_Material to process_
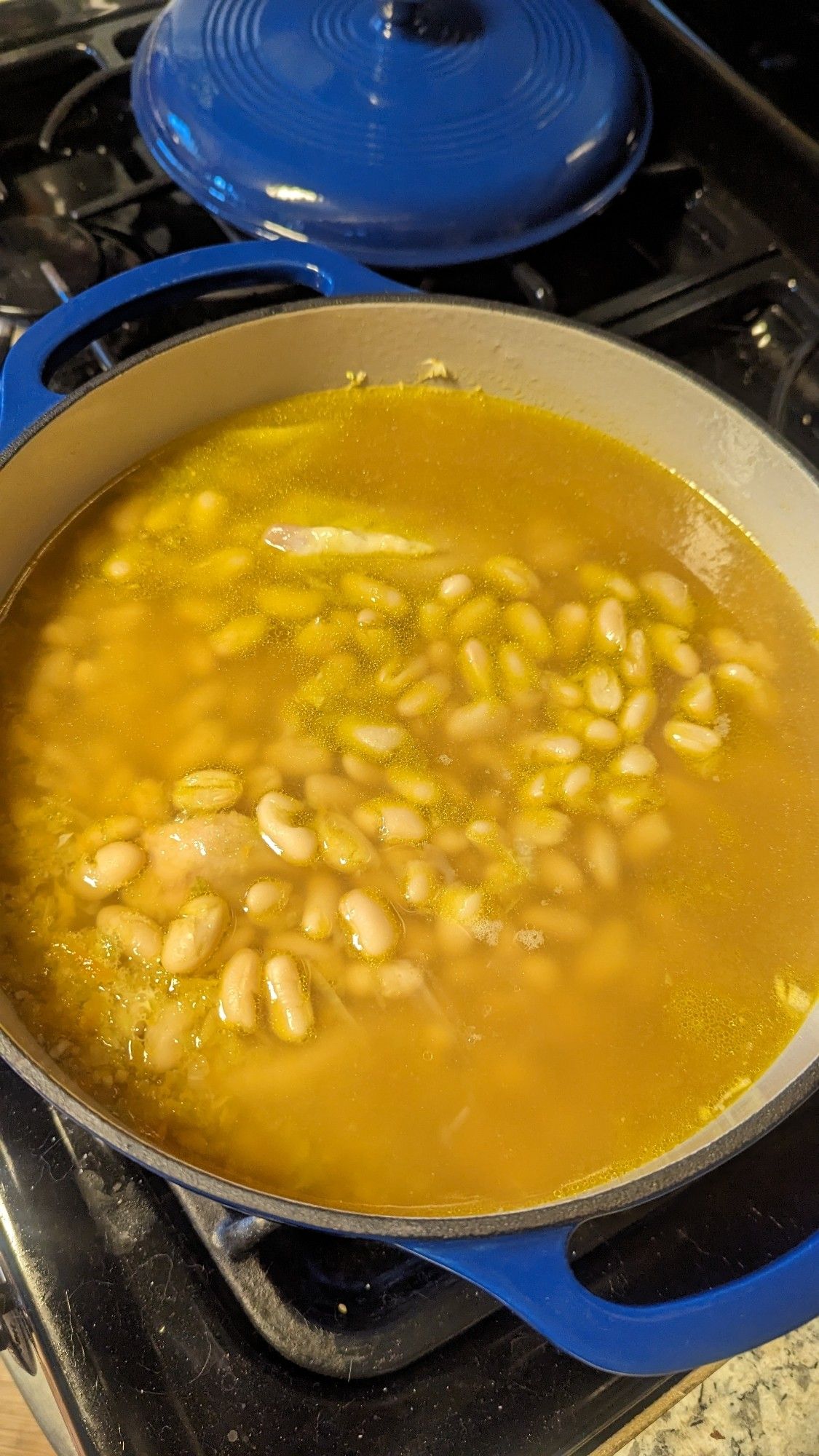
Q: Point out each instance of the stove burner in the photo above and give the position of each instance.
(25, 242)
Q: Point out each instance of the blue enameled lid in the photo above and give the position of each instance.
(407, 135)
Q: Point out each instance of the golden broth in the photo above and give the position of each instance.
(507, 934)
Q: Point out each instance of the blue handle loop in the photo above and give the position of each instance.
(24, 395)
(531, 1273)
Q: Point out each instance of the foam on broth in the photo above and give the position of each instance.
(590, 938)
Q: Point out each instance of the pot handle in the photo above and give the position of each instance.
(531, 1275)
(24, 395)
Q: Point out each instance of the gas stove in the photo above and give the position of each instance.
(141, 1318)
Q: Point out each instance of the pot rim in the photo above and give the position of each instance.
(628, 1192)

_Work request_
Copy only the stretch running from the line containing "Q: Point out each instance of the pot handle" to the final line of the entries, both ends included, exactly as it stands.

_Your solution_
Q: Point out each instance of the pot handle in the photo above and give the position of each instance.
(531, 1275)
(24, 395)
Q: Point out each instance of the gas stove in the photo above and give the position of each instance.
(141, 1318)
Q: Point out each instance of the pot rim in the photo above and give the position of each instance.
(628, 1192)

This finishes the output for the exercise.